### Task set
**1)** Quote everything in the passage on Earth's radiation budget from "In addition to" down to "influence Earth’s radiation budget.".
**2)** Extend the passage about the Suomi NPP mission and Earth's radiation budget, picking up after its last sentence.

### Supplied text
#####

In addition to observing changes in Earth’s radiation budget, scientists are also monitoring changes in clouds and aerosols, which strongly influence Earth’s radiation budget.

“Clouds both reflect sunlight and block energy from radiating to space,” Loeb said. “Which of these two effects dominates depends upon the properties of clouds, such as their amount, thickness and height.”

“As the Earth’s environment evolves, cloud properties may change in ways that could amplify or offset climate change driven by other processes. Understanding the influence of clouds on the energy budget is therefore a critical climate problem.”

The four other CERES instruments are in orbit on NASA’s Aqua and Terra satellites.

Overall Mission

The five-instrument suite on Suomi NPP collects and distributes remotely sensed land, ocean, and atmospheric data to the meteorological and global Earth system science research communities. The mission will provide atmospheric and sea surface temperatures, humidity sounding, land and ocean biological productivity, cloud and aerosol properties, total/profile ozone measurements, and monitor changes in the Earth’s radiation budget.

#####

### Records
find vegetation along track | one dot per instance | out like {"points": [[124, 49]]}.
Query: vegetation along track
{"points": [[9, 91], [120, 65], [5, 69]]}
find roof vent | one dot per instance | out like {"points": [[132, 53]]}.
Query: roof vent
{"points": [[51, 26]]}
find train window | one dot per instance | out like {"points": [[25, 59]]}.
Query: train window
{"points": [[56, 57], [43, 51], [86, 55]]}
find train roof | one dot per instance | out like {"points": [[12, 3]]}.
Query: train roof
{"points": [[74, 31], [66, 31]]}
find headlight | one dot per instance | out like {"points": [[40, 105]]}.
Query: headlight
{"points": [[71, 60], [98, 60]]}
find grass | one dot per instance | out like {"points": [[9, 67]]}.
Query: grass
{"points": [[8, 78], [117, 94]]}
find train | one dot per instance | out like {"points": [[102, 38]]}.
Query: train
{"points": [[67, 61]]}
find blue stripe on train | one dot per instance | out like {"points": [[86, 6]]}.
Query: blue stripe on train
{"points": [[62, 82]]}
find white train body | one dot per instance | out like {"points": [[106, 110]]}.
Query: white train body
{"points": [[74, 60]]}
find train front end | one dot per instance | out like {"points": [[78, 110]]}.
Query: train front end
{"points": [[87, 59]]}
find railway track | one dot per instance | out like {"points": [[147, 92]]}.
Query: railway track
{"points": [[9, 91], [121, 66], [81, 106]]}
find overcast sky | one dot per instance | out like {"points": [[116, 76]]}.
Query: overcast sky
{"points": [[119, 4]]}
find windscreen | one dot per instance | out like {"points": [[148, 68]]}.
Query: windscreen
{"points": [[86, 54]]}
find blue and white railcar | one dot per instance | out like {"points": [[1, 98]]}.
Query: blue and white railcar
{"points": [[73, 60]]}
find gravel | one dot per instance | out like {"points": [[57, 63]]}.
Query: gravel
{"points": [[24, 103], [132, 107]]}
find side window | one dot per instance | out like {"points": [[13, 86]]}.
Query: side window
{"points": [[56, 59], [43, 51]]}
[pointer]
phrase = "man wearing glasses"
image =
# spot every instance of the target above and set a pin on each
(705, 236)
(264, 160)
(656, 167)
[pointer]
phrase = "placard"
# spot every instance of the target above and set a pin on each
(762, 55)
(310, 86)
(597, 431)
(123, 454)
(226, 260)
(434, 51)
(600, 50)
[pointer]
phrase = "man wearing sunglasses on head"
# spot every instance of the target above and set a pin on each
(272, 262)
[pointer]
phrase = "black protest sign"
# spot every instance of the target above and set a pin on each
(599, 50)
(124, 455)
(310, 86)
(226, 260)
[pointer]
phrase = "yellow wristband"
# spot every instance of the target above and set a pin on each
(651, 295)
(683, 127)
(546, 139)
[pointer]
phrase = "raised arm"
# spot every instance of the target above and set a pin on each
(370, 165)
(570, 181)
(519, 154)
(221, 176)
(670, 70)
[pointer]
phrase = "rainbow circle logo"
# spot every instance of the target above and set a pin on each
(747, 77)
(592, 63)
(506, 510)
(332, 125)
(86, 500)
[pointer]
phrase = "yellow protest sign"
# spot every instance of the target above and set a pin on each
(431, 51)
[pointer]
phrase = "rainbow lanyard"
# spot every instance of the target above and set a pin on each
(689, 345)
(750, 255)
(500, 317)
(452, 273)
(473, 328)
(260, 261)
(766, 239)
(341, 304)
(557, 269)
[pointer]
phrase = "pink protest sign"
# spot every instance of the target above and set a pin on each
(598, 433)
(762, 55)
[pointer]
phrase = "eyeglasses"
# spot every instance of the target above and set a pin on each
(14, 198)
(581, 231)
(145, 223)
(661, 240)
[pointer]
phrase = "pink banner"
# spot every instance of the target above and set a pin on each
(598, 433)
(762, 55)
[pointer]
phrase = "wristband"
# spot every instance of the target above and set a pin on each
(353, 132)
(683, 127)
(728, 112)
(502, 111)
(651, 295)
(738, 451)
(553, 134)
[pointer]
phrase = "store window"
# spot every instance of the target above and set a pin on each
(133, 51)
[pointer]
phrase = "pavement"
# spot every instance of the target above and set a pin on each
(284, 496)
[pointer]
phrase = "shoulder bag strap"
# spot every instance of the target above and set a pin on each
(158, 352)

#####

### Task-by-task answers
**1)**
In addition to observing changes in Earth’s radiation budget, scientists are also monitoring changes in clouds and aerosols, which strongly influence Earth’s radiation budget.

**2)**
NASA’s Goddard Space Flight Center in Greenbelt, Md., manages the Suomi mission for the Earth Science Division of the Science Mission Directorate at NASA Headquarters in Washington. The National Oceanic and Atmospheric Administration’s Joint Polar Satellite System (JPSS) program provides the satellite ground system and NOAA provides operational support. Suomi NPP commissioning activities are expected to be completed by March.

NASA Langley manages the CERES experiment with additional contracted support from Science Systems and Applications, Inc. The TRW Space & Electronics Group in Redondo Beach, Calif., now owned by Northrop Grumman Aerospace Systems, built all of the CERES instruments.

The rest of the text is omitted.